→ STATED TASK A: In the excerpt on China's economy, swap "GDP" for "gross domestic product" and reproduce the stretch from "Derek Scissors explores" through "it’s rarely found.".
→ STATED TASK B: What does the excerpt on China's economy say guarantees weakness over the longer term?
→ STATED TASK C: Please turn the paragraph of the excerpt on China's economy that begins "This forecast is written accordingly" into a short bulleted list that keeps its main facts.

Derek Scissors explores communist China’s economic challenges.

The China economy field is full of people repeating the government’s numbers and “analyzing” them. If that’s sufficient, China watchers can just project a gradual fall from 5 percent GDP growth followed by a gradual fall from 4 percent, and the next decade is done. In addition, we should believe that China was pursuing market-oriented changes and rebalancing in 2007, property investment genuinely added to GDP in 2017, and consumption will be stronger in 2027. Consumption will always be stronger soon. Extreme skepticism of official Chinese data and policy claims is frequently warranted, but it’s rarely found.

This forecast is written accordingly. It is not a forecast of official GDP growth, which will continue to smoothly decline. It’s a forecast of reality. To the upside, there is an option for a challenging and temporary but meaningful economic revival in reflation of property. This avoids General Secretary Xi Jinping’s obvious aversion to pro-market reform and would be more cost-effective than undirected fiscal or monetary stimulus. Given some months for implementation, property reflation would make for a strong multiyear period for the economy. For the longer term, weakness is guaranteed due to debt and especially demography. Growth may persist, but barely, and China will not be a truly rich country in 10 years, 20 years, or 30 years. …

… The setting for 2026 is therefore an economy continuing to gradually fade. Excessive reliance on investment has been swapped for a return to reliance on exports, but partners will eventually not permit PRC production to account for a larger share of their consumption. The government’s record of data manipulation and repression clouds the picture, but it’s unlikely the data are massaged to make them look poorer. That leaves the situation no better than at 4 percent nominal GDP growth for 2025, slowing, and with little reason to anticipate improvement.

A block of data:
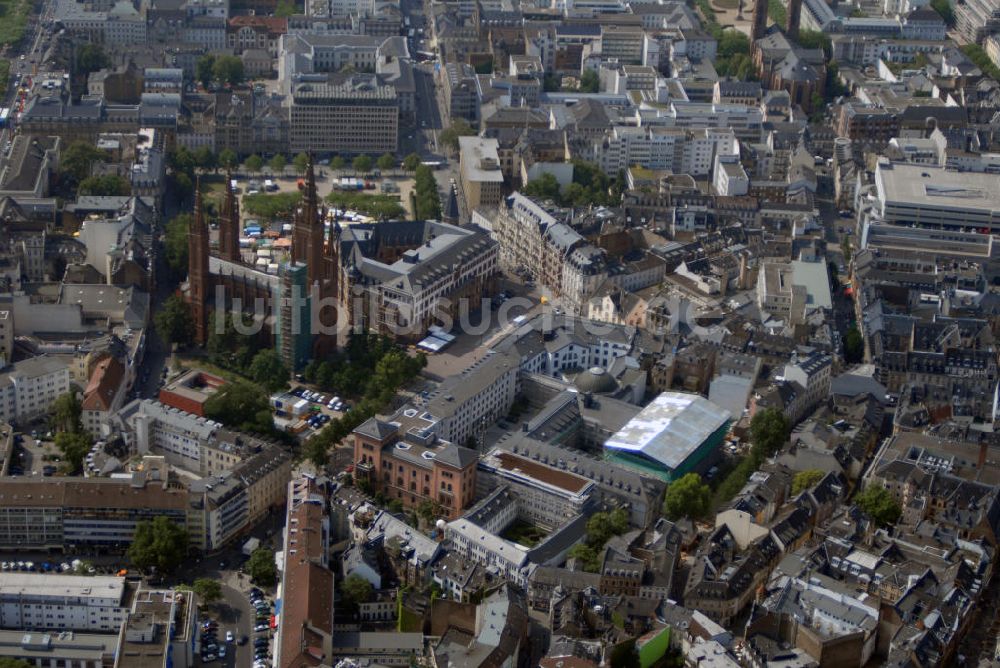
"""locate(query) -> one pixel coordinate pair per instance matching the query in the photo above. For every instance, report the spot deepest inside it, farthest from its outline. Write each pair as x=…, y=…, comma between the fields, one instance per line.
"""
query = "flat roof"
x=58, y=585
x=546, y=474
x=936, y=187
x=670, y=428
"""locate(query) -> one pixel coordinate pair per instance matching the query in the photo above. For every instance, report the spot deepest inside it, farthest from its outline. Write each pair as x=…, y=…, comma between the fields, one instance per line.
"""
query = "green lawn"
x=523, y=533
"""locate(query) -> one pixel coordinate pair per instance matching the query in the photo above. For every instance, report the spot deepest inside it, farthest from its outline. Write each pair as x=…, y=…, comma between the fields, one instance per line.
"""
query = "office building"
x=672, y=436
x=479, y=164
x=356, y=115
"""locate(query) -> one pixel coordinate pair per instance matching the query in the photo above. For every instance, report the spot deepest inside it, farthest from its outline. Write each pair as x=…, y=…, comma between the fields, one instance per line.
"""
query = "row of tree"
x=590, y=186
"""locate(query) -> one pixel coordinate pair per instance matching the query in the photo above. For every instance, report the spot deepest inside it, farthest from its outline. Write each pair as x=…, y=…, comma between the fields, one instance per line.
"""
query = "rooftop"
x=670, y=428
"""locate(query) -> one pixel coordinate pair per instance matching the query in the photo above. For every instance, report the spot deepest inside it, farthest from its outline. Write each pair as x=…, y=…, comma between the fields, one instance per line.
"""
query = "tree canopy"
x=769, y=430
x=207, y=589
x=261, y=567
x=362, y=164
x=268, y=369
x=174, y=321
x=386, y=162
x=241, y=405
x=90, y=57
x=66, y=412
x=74, y=446
x=687, y=497
x=411, y=162
x=356, y=590
x=104, y=185
x=458, y=128
x=877, y=502
x=158, y=543
x=78, y=158
x=854, y=346
x=254, y=163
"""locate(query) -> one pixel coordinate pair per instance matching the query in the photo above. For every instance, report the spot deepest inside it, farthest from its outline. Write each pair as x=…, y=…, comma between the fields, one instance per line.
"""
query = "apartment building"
x=29, y=388
x=353, y=116
x=673, y=149
x=415, y=273
x=306, y=619
x=479, y=165
x=104, y=395
x=547, y=497
x=868, y=124
x=405, y=459
x=49, y=601
x=469, y=402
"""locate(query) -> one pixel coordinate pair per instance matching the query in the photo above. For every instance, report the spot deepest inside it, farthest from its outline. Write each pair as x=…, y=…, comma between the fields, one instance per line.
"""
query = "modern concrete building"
x=479, y=164
x=355, y=115
x=929, y=196
x=674, y=435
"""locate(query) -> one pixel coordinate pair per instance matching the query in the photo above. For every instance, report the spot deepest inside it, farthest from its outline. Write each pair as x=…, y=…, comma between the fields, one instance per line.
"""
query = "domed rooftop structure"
x=596, y=381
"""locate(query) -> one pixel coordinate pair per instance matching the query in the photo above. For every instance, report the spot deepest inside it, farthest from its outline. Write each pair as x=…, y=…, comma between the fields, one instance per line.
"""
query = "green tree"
x=769, y=430
x=8, y=662
x=356, y=590
x=854, y=346
x=66, y=412
x=544, y=187
x=589, y=558
x=207, y=589
x=228, y=69
x=174, y=322
x=105, y=185
x=254, y=164
x=285, y=8
x=176, y=244
x=228, y=158
x=687, y=497
x=205, y=158
x=301, y=163
x=241, y=405
x=158, y=543
x=459, y=128
x=261, y=567
x=878, y=504
x=411, y=162
x=74, y=447
x=625, y=655
x=362, y=164
x=277, y=163
x=386, y=162
x=947, y=12
x=78, y=158
x=204, y=69
x=268, y=369
x=590, y=82
x=804, y=480
x=91, y=58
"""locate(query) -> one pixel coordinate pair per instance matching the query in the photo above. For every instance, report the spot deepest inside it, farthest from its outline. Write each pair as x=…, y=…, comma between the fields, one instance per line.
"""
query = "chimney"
x=794, y=16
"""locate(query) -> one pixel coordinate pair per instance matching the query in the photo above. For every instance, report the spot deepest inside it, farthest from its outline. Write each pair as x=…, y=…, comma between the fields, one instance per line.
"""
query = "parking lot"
x=238, y=635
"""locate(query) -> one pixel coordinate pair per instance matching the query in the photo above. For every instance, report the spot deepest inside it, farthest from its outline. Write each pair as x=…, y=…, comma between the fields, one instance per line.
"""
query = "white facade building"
x=53, y=601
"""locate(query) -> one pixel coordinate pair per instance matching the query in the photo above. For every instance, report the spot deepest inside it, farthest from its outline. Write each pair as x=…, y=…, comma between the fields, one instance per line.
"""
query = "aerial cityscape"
x=499, y=333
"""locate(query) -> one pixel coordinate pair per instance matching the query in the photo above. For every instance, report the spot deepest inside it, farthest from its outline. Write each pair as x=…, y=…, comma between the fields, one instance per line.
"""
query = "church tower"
x=198, y=269
x=759, y=25
x=307, y=231
x=229, y=224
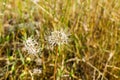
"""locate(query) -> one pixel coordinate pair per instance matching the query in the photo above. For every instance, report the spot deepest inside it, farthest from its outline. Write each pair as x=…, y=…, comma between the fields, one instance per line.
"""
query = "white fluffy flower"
x=31, y=46
x=57, y=38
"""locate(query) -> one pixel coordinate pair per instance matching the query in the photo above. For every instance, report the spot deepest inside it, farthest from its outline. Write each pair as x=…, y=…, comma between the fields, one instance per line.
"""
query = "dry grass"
x=92, y=52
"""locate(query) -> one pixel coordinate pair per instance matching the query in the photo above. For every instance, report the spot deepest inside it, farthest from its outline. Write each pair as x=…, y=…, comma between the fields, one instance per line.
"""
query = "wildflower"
x=31, y=46
x=58, y=38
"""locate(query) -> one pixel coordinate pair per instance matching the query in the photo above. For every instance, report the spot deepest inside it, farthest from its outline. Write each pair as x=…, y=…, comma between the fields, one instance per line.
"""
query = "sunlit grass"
x=93, y=46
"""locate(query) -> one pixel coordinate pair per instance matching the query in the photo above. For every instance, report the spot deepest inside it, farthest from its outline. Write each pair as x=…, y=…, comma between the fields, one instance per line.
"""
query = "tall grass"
x=92, y=51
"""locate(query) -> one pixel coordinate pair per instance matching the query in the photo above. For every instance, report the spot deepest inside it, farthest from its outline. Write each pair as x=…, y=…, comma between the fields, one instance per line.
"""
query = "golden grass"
x=92, y=52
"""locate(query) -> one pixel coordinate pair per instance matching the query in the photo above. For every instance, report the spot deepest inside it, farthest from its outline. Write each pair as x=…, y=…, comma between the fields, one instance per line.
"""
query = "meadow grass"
x=92, y=51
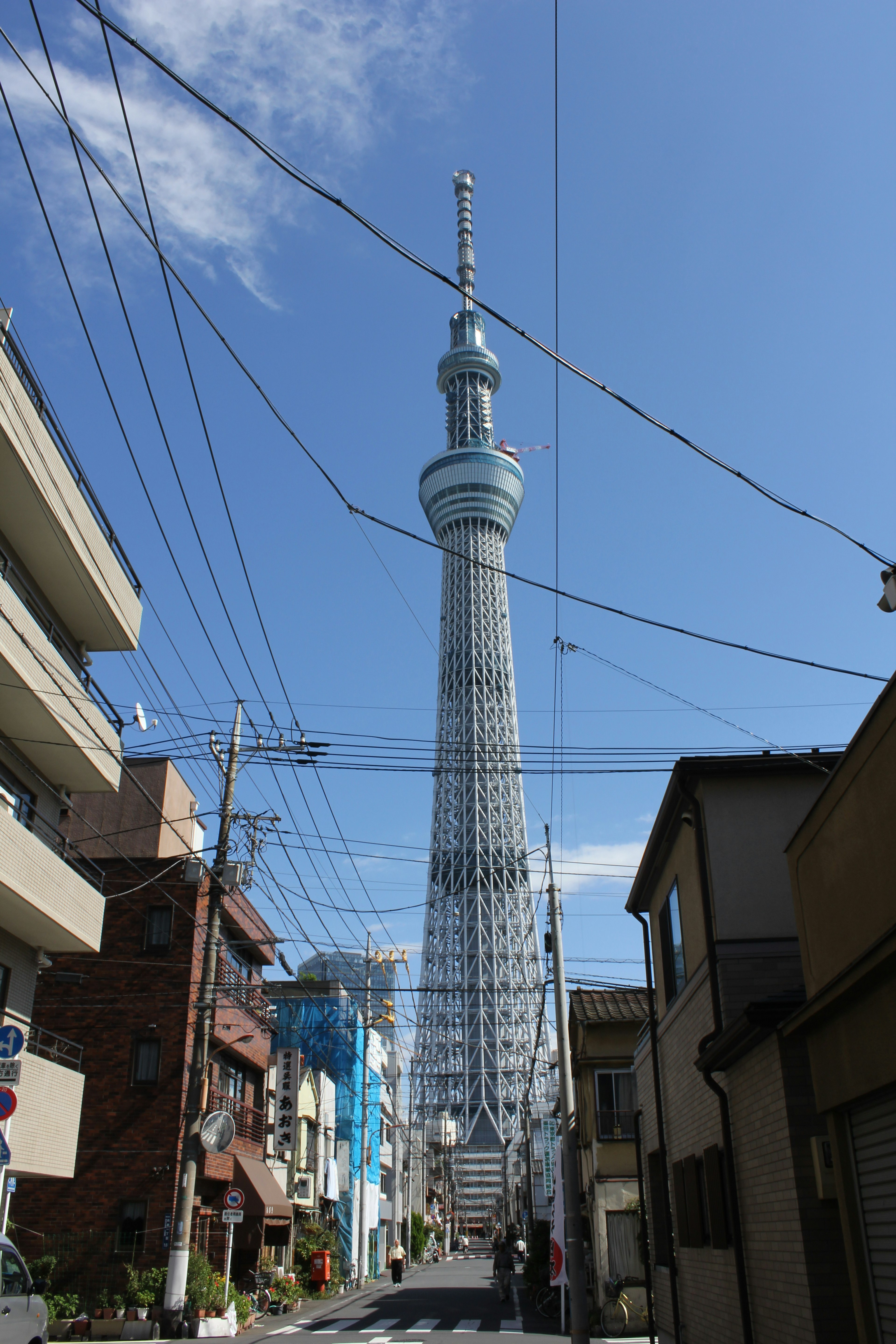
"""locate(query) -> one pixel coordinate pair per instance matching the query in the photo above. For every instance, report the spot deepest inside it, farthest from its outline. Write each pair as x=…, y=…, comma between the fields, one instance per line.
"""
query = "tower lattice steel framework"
x=481, y=972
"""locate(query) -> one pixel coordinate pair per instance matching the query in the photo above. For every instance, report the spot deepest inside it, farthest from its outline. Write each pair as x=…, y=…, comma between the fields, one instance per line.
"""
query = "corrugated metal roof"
x=593, y=1006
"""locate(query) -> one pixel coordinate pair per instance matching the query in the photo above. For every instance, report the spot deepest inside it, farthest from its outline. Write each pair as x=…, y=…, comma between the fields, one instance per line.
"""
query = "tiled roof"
x=592, y=1006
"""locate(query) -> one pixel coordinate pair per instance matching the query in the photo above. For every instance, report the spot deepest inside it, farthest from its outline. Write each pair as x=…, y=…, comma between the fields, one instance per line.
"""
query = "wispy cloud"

→ CORRECT RESPONSE A:
Derek Scissors explores communist China’s economic challenges.

The China economy field is full of people repeating the government’s numbers and “analyzing” them. If that’s sufficient, China watchers can just project a gradual fall from 5 percent gross domestic product growth followed by a gradual fall from 4 percent, and the next decade is done. In addition, we should believe that China was pursuing market-oriented changes and rebalancing in 2007, property investment genuinely added to gross domestic product in 2017, and consumption will be stronger in 2027. Consumption will always be stronger soon. Extreme skepticism of official Chinese data and policy claims is frequently warranted, but it’s rarely found.

→ CORRECT RESPONSE B: Debt and especially demography.

→ CORRECT RESPONSE C:
- The forecast is of reality, not of official GDP growth, which will continue to decline smoothly.
- On the upside, property reflation offers a challenging and temporary but meaningful economic revival.
- Property reflation avoids Xi Jinping's aversion to pro-market reform and would be more cost-effective than undirected fiscal or monetary stimulus.
- After some months of implementation, it would bring a strong multiyear period for the economy.
- Over the longer term, debt and especially demography guarantee weakness.
- Growth may barely persist, and China will not be a truly rich country in 10, 20, or 30 years.